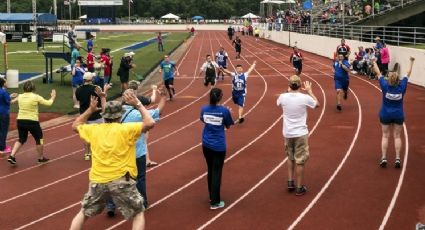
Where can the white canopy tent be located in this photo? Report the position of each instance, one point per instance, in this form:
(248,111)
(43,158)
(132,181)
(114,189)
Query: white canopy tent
(270,4)
(170,16)
(250,15)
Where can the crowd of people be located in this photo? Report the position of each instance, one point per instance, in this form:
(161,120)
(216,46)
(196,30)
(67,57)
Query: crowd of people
(120,156)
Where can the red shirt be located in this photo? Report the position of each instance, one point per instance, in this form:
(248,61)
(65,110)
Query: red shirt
(107,61)
(90,60)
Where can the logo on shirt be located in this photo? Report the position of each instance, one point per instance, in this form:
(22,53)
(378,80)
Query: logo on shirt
(394,96)
(213,120)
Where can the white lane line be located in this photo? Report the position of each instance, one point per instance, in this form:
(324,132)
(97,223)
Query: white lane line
(42,187)
(36,166)
(406,157)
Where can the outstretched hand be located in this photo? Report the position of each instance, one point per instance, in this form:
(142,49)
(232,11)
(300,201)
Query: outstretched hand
(99,92)
(93,104)
(130,98)
(307,86)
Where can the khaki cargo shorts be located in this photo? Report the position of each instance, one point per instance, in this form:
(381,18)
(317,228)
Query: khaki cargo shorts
(297,149)
(123,192)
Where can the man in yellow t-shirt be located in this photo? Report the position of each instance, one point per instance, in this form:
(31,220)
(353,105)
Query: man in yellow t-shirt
(113,161)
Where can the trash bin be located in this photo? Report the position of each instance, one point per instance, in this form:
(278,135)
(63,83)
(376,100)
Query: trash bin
(12,78)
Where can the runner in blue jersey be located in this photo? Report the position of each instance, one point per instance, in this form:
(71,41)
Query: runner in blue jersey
(169,68)
(341,70)
(216,118)
(391,114)
(221,59)
(239,82)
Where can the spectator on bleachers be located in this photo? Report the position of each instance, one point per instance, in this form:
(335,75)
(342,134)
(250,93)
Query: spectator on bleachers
(358,61)
(385,59)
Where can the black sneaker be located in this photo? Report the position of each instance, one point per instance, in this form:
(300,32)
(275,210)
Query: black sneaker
(397,163)
(43,160)
(383,163)
(291,186)
(301,191)
(11,160)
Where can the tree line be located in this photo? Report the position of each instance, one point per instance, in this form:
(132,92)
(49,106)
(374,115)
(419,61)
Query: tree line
(210,9)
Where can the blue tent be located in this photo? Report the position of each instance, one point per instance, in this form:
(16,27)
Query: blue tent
(197,18)
(27,18)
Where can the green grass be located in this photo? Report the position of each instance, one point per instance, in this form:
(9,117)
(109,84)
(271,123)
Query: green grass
(146,59)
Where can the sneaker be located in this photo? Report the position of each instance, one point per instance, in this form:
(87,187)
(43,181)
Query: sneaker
(8,149)
(110,213)
(217,206)
(11,160)
(43,160)
(397,163)
(345,95)
(383,163)
(301,191)
(291,185)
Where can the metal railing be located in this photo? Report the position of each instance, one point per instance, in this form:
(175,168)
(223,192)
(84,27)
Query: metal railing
(392,35)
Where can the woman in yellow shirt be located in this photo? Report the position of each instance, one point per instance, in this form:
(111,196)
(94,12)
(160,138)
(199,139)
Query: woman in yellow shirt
(27,120)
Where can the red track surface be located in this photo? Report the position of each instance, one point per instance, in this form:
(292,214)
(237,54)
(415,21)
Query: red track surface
(347,189)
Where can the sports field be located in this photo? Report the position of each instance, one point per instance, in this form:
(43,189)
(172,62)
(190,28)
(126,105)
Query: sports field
(346,187)
(24,57)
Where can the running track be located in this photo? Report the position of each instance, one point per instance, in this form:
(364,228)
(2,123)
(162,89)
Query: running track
(346,188)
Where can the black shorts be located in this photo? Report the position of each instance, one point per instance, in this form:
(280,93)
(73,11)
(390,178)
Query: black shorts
(168,82)
(390,121)
(209,79)
(33,127)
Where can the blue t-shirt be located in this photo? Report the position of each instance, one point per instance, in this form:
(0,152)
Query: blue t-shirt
(221,58)
(340,73)
(215,118)
(392,99)
(74,55)
(167,69)
(135,116)
(239,83)
(90,44)
(4,102)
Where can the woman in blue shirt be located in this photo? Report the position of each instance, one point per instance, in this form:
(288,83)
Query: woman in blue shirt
(216,118)
(391,114)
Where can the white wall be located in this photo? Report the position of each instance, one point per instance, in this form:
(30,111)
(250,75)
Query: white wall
(326,46)
(154,27)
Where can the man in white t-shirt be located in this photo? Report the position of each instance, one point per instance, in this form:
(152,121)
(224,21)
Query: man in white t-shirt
(210,68)
(295,132)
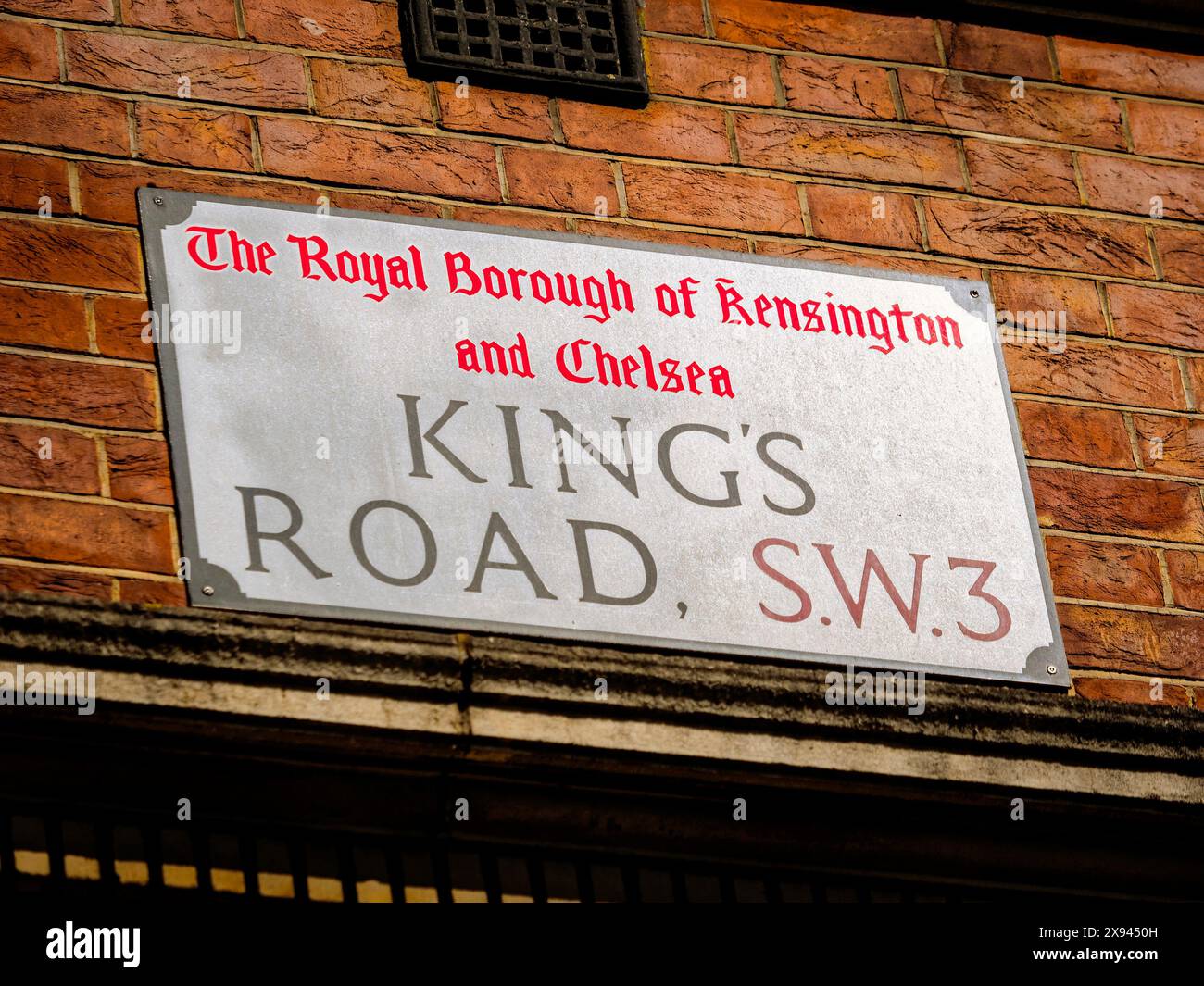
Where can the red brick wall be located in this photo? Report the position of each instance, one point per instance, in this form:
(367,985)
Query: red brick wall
(1047,196)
++++++++
• What is required:
Switch "wall" to "fence" in everything from the line containing "Where can the blue t-shirt" down to the end of the rows, leaving the rest unchanged, and write out those lines without the pictures.

• Task result:
Where can the blue t-shirt be located in this photo? Report the position of each instance, one point per instance, in this form:
(0,152)
Query: blue t-shirt
(221,58)
(340,73)
(215,118)
(392,99)
(74,55)
(167,69)
(135,116)
(239,83)
(90,44)
(4,102)
Where can the woman in blue shirt be located in this photo? Report the position of each instance, one point per instance, in this form:
(288,83)
Query: woman in blue shirt
(216,118)
(391,114)
Where can the white fence be located in this photo? Report the position of each instance, one point per instance, in this form:
(30,111)
(250,75)
Query: white fence
(326,46)
(154,27)
Where can the man in white t-shirt be located in this photo? Report the position of each instance, one point per instance, in this form:
(152,121)
(224,21)
Query: man in white t-shirt
(210,68)
(295,132)
Where can the red brick fence be located in this photo? Report the position of each instance, one point per instance, in this form:
(367,985)
Query: red brick fence
(1047,196)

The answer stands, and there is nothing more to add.